==== Text shown
And those CPU codes that could run OK on GPUs would have to be compiled twice – for the CPU and the GPU – and even then you
can't make things like function pointers and vtables work (though I can imagine a hardware workaround for the latter – a
translation table of sorts; maybe I should patent it. Anyway, we're very far from that being our biggest problem.)
And then you need a shared queue between the CPU and the GPU – how does that work? – or you partition the work statically
(each of the 4 CPUs processes 10% of the pixels, the remaining 60% of the pixels go to the GPU cores).
But static partitioning, often quite lousy even with symmetric multicore, is awful with asymmetric multicore because how do
you choose the percentages? You need to know the relative strength of the cores at each task. How do you do that – dynamically
figure out the first time your program runs on a new device?
So this is all close to insane. What people actually do instead is task parallelism – they look at their different jobs, and
they figure out which should run on each type of core, and optimize each task for the respective core.
But task parallelism never load-balances very well. Let's say you look for faces in an image on the GPU and then try to
figure out whose faces these are on the CPUs. Then sometimes the GPU finds a lot of faces and sometimes just a few, taking
roughly the same time to do so. But the CPU then has either a lot of work or just a little. So one of them will tend to be the
bottleneck.
Less work for everyone
We actually touched on that above. If you wanted to do data parallelism, running the same task on all your cores but on
different subsets of the data, one problem would be to optimize your code for each type of core. That's more work. Someone at
the OS/system level would also need to help you with sharing task queues and vtables – still more work.
Generally, more types of core means more hardware design, more compilers, assemblers, linkers and debuggers, more manuals,
and more integration work from bus protocols to program loaders, etc. etc. And, for programmers, not only more optimization work
but more portability problems.
More redundancy
That's a bit futuristic, but I actually heard this argument from respectable people. The idea is, chip manufacturing yields
will significantly drop at, say, 8nm processes. And then your chance to get a chip without a microscopic defect somewhere will
become so low that throwing away every defective chip will be uneconomical.
Well, with symmetric multicore you don't have to throw away the chip. If the testing equipment identifies the core that is no
longer useable and marks the chip accordingly using fuses or some such (which is easy to do), an OS can then run jobs on all
cores but the bad one.
Nifty, isn't it?
With asymmetric multicore, you can't do that, because some type of work will have no core on which it can run.
Why asymmetric is inevitable
In two words – dark silicon.
"Dark silicon" is a buzzword used to describe the growing gap between how many transistors you can cram into a chip with each
advancement in lithography vs how many transistors you can actually use simultaneously given your power budget – the
gap between area gains and power gains.
It's been a couple of years since the "dark silicon"
paper which predicted "the end of multicore scaling" – a sad follow-up to the end of frequency scaling.
The idea is, you can have 2x more cores with each lithography shrink, but your energy efficiency grows only by a square root
of 2. So 4 shrinks mean 16x more cores – but within a fixed power budget, you can only actually use 4. So progress slows down,
so to speak. These numbers aren't very precise – you have to know your specific process to make a budget for your chip – but
they're actually not bad as a tool to think about this.
With 16x more area but just 4x more power, can anything be done to avoid having that other 4x untapped?
========
◆ **Written exercise a**
In the passage on asymmetric multicore, rewrite the part from "Nifty, isn't it?" to "words – dark silicon.", replacing "asymmetric multicore" with "heterogeneous multicore".
==== Given data
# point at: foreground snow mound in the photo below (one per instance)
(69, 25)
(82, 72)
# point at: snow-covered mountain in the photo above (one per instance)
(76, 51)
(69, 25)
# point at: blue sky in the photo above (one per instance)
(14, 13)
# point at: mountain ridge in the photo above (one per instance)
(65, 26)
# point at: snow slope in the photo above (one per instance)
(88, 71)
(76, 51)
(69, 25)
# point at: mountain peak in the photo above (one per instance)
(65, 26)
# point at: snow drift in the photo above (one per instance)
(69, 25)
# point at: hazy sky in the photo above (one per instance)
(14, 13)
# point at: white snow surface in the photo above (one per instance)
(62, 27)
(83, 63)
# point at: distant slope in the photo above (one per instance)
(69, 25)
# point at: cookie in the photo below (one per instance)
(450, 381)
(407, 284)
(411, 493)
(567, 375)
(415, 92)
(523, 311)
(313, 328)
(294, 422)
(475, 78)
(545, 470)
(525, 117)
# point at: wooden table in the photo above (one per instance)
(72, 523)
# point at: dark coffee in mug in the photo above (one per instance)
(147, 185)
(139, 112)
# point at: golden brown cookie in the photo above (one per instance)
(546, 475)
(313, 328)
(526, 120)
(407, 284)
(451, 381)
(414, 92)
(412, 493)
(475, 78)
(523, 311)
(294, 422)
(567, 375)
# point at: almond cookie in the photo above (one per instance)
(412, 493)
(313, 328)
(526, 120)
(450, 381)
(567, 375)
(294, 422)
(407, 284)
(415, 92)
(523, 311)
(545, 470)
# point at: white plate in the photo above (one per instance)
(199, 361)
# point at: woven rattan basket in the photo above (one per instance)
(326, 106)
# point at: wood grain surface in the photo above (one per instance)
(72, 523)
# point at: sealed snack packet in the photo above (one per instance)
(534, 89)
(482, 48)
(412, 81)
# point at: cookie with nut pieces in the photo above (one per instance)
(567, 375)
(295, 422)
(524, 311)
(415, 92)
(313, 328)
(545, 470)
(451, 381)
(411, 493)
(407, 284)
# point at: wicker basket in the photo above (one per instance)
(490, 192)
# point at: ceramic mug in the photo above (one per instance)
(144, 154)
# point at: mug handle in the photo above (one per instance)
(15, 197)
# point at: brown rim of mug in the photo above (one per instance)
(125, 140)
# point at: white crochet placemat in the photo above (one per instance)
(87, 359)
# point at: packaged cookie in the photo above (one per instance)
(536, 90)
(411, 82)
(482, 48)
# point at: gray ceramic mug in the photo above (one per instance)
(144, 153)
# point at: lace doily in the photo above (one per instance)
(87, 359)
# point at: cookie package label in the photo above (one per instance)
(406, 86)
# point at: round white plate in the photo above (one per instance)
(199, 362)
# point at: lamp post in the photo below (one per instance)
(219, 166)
========
◆ **Written exercise b**
Transcribe the records from the line with "# point at: cookie package" through the final line of the records, changing nothing.

◆ **Finished answer a**
Nifty, isn't it?
With heterogeneous multicore, you can't do that, because some type of work will have no core on which it can run.
Why asymmetric is inevitable
In two words – dark silicon.

◆ **Finished answer b**
# point at: cookie package label in the photo above (one per instance)
(406, 86)
# point at: round white plate in the photo above (one per instance)
(199, 362)
# point at: lamp post in the photo below (one per instance)
(219, 166)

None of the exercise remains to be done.